Questions to answer:
a) In the passage on biomaterials for tissue engineering, which metal ions can low-corrosion implant materials produce?
b) From the passage on biomaterials for tissue engineering, reproduce the stretch from "Engineering human tissues" through "imitate living tissues.".

Excerpt to read:

Engineering human tissues to treat ailments is a multidisciplinary and very appealing subject of study in both the biotechnology industrial sector and academics. The majority of synthetic biomaterials for TE applications are generated from glycolide monomers, caprolactone, or lactic acid to make poly(L-glycolic acid), poly(“-caprolactone), or poly(L-lactide), and/or their combination to develop copolymers, or physical mixing of these polymers [17]. Starch, cellulose, chitosan, collagen, alginate, hyaluronic acid, silk, fibrin, and variants of these polymers are also employed [18]. Over the past few decades, polymer scientific experts have been attempting to develop smart polymeric biomaterials [19] that imitate living tissues.

There are certain key elements to consider when developing and selecting biomaterial characteristics in order to avoid immune rejection with long-term use in the organism and have an impactful, distant future of biomaterial usage in the body [20]. Biological compatibility, also known as biocompatibility, is the “ability or capacity of a substance to be employed in close proximity to live tissue without producing damage or unfavorable impact on them” [4,21]. Implant materials must be non-toxic and not cause inflammatory or allergic responses, physical irritation, toxicity, mutagenesis, or carcinogenic effect in the human body [4,22]. Appropriate mechanical properties of biomaterials correspond to biomaterials that should be chosen based on mechanical strength depending on the location to be implanted and the function to be executed [23]. We should choose highly corrosion-resistant materials for bio-implants since low-corrosion materials might cause poisonous, allergic, and hazardous reactions in patients’ bodies owing to the production of toxic and harmful metal ions such as Fe, Cr, Ni, Co, and Ti [24]. Corrosion can shorten the life of bio-implants and force surgical revisions, which can have an indirect impact on human life [25].

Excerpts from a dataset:
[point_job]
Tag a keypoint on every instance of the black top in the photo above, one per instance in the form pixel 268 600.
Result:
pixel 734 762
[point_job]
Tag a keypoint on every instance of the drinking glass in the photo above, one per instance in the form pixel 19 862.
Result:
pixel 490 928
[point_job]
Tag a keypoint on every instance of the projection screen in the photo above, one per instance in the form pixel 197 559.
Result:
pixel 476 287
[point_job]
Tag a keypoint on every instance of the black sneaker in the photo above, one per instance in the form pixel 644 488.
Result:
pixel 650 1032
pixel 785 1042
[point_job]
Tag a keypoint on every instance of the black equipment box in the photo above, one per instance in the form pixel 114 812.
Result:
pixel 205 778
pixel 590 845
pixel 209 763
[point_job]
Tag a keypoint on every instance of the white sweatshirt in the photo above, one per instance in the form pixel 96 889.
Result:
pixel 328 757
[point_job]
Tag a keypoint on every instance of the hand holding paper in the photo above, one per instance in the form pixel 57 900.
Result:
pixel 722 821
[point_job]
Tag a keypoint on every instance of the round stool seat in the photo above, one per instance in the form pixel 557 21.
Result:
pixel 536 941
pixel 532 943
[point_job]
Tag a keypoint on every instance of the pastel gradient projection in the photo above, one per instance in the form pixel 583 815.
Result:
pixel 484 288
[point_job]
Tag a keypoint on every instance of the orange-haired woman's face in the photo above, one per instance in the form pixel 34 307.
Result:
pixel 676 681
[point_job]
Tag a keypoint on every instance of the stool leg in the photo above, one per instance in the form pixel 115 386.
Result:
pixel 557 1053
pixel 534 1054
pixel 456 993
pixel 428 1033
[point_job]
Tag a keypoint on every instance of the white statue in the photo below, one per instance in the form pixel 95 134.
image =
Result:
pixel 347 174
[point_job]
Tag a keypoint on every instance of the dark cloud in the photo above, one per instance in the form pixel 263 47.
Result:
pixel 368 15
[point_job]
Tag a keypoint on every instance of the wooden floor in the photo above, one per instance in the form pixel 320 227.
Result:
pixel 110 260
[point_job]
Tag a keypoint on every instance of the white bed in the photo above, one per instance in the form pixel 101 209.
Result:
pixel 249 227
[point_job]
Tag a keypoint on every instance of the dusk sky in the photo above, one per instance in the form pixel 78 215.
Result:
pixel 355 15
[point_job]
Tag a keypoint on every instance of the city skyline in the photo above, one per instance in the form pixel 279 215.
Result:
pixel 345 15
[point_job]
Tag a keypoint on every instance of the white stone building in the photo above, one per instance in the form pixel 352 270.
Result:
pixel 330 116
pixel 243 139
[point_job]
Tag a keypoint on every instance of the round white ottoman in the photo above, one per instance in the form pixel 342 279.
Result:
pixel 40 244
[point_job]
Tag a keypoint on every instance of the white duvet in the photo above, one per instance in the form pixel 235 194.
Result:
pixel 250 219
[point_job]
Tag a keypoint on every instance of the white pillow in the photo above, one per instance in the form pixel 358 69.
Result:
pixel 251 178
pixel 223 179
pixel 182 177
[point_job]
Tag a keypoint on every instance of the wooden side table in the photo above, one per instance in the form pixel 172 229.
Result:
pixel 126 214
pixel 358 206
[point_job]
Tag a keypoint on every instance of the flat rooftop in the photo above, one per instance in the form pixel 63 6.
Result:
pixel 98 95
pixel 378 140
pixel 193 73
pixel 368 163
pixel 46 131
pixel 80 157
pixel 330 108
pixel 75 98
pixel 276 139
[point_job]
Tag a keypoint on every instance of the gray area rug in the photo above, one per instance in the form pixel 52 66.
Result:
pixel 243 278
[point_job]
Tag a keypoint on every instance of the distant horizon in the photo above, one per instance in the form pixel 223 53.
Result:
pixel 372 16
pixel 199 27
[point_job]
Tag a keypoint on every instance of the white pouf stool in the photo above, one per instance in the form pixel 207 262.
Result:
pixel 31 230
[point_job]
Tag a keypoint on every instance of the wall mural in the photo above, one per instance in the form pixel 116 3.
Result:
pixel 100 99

Task results:
a) Fe, Cr, Ni, Co, and Ti.

b)
Engineering human tissues to treat ailments is a multidisciplinary and very appealing subject of study in both the biotechnology industrial sector and academics. The majority of synthetic biomaterials for TE applications are generated from glycolide monomers, caprolactone, or lactic acid to make poly(L-glycolic acid), poly(“-caprolactone), or poly(L-lactide), and/or their combination to develop copolymers, or physical mixing of these polymers [17]. Starch, cellulose, chitosan, collagen, alginate, hyaluronic acid, silk, fibrin, and variants of these polymers are also employed [18]. Over the past few decades, polymer scientific experts have been attempting to develop smart polymeric biomaterials [19] that imitate living tissues.